◆ Data excerpts
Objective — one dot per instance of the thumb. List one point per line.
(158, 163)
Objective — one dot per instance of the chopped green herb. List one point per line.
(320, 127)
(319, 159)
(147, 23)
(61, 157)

◆ Exercise instructions
Please output the entries above, every line exactly as it reads.

◆ Response to the exercise
Objective — one dot per instance of the thumb. List one point per line.
(158, 163)
Objective — one dot per instance of the chopped green herb. List one point per line.
(320, 127)
(319, 159)
(147, 23)
(61, 157)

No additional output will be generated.